Black Kitten at my front door

by Tammie
(Rio Rancho, NM)


INTRODUCTION


Tonight I was putting my 4 year old to bed when I heard muffled meowing. I thought it was our orange tabby, Ben, trapped in a room with a closed door. But there he was, sound asleep on the couch. So I looked around, trying to find the source of the manic crying and it was at my front door!

I opened the door and there was a small black kitten (about 4 or 5 months) with green eyes sitting at my doorset crying his little heart out. I freaked out a little bit and quickly shut the door. My 12 year old son asked what was wrong and I told him to open the door. He felt so bad for the kitten and said I needed to let him in (we have a forecast of snow tonight). I thought about it and agreed, I didn't want the little thing to freeze to death in the cold overnight temperatures. My 4 year old daughter quickly took a liking to him and was so excited she couldn't sleep. He liked her too and after exploring the house...settled in with her for the night. Those two have been sleeping together all close in bed since!

So...I have been doing a search of superstitions and myths related to black cats and the one I found most profound is the Scottish myth that if you find a black kitten on your front porch and let it into your house you will be welcomed with wealth and prosperity. Being a bit superstitious...I welcomed that idea.

BACK STORY

I have been struggling financially since May after being in a car accident in which I was not at fault at all. I was hit by a teenager going through a red light (after "spacing out") while I was making a left turn.

He was going about 45 mph and my car was totaled. I was also hurt in my neck and shoulder due to my airbag deploying and my car spinning after impact. I went through 3 months of physical therapy and was finally cleared by my physician but told that the injury is "chronic". I still experience pain in my left shoulder and neck and numbness in my right arm and hand.

Anywho...due to the accident and the fact that my vehicle was deemed a "total loss" I was (am) in financial straights. I have taken out a series of loans just to get by...but of course I struggle every month to get them paid on time. My rent is constantly late and I feel that I am always running to catch up. I know there is a settlement coming and I hope it is enough to pay everything off and offer me a fresh start.

RECENT EVENTS

So...I have done everything from going to confession and church regularly (I am a Catholic...not always a practicing one but recently a very active one) to saying the rosary every night and praying to Saint Jude. Nothing seemed to work to bring me the immediate help that I needed and I was honestly very frustrated.

— EXCERPTED RECORDS —
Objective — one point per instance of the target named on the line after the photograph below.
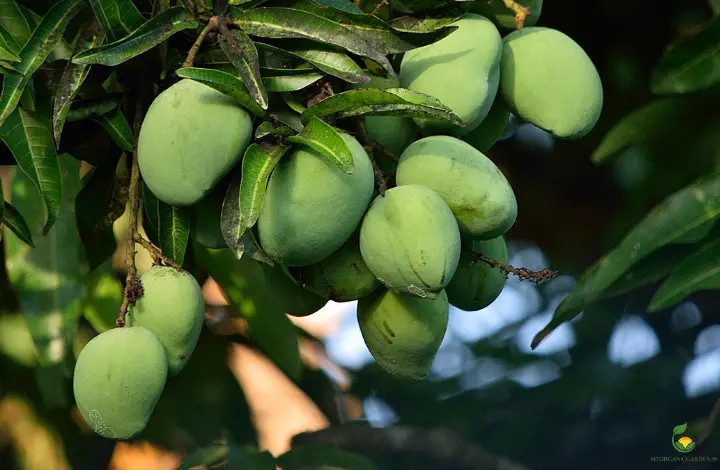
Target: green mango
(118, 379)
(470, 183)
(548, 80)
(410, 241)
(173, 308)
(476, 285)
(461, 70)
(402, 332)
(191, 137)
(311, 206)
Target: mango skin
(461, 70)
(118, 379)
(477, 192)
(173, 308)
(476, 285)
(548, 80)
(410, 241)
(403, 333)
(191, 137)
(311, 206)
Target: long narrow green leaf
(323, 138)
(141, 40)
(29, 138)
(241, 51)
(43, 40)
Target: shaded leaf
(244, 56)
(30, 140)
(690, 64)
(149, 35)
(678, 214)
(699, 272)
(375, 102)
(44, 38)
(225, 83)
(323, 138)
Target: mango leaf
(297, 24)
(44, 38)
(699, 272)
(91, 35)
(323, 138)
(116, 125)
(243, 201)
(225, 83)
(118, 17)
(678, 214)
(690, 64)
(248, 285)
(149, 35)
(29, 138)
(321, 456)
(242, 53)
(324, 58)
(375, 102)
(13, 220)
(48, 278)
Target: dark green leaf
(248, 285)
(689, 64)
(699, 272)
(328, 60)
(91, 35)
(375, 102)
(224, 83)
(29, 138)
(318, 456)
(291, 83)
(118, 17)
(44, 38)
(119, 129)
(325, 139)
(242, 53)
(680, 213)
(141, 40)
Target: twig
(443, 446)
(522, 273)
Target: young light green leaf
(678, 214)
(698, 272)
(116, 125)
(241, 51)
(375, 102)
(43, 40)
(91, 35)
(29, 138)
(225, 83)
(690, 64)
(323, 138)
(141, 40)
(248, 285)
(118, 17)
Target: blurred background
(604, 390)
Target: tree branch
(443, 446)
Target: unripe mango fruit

— PROBLEM 1 —
In the black kitten story, what is the name of the orange tabby?
— PROBLEM 2 —
Please write out the black kitten story, starting at "Tonight I was" and ending at "my front door!".
— PROBLEM 3 —
Extend the black kitten story onward from its final sentence.

— OUTPUT 1 —
Ben

— OUTPUT 2 —
Tonight I was putting my 4 year old to bed when I heard muffled meowing. I thought it was our orange tabby, Ben, trapped in a room with a closed door. But there he was, sound asleep on the couch. So I looked around, trying to find the source of the manic crying and it was at my front door!

— OUTPUT 3 —
I couldn't understand why so many bad events were happening and why I was struggling so bad. I was divorced, working full time, going to school, taking care of my kids. I didn't do anything "bad" and it just seemed that everyone else was better off than me and I was just digging myself a hole. Even my ex-husband, who left me for someone else after the birth of our daughter, was thriving (after everyone told me he would get his comeuppance). What the heck was I doing wrong and why was the hole getting bigger and deeper?

So...recently...after the New Year...I decided I was not going to renew my lease on this big 4 bedroom house I so blindly and stupidly went into a rental agreement on last February. I got this house because I had all three of my children living with me but after my accident last may my oldest son (13) decided he wanted to live with his dad (not related to the accident...my ex had previously expressed interest in my oldest living with him...and he wanted to be with his dad. It just so happened to come to fruition after my accident).

After the accident, and his moving out, I just felt this house was not a happy one. It was far away from everything and the rent was really high but I thought after my graduation I would land that dream job. I didn't. I didn't even really look too hard. With the economy, I was just happy to have my job. 2011 was just a bad year and I had a bad attitude about it, and I made a lot of really stupid decisions and went in really stupid directions because of my mindset.

Now...my goal for 2012 is to "downsize" and live below my means. I decided to move from this house to an apartment (decision made on January 1 at 12:04pm). But you know what? Apartment rent isn't much cheaper (if at all) than renting a house.

My 12 year old son was excited about moving into an apartment and I talked to a woman at work who also struggled as a single mother of three (they are all grown now) and she told me a two bedroom apartment is totally workable (put the boys in one room and my daughter and I share another)...so I decided to put my king sized bed (one I definitely don't need) on craigslist (this past friday 1/6) The day I did that, I got a text from a mother of a little boy at my daughter's daycare who said she accepted a job in Missouri (close to her home state of Illinois...in which she is totally homesick) and needed to move in early February.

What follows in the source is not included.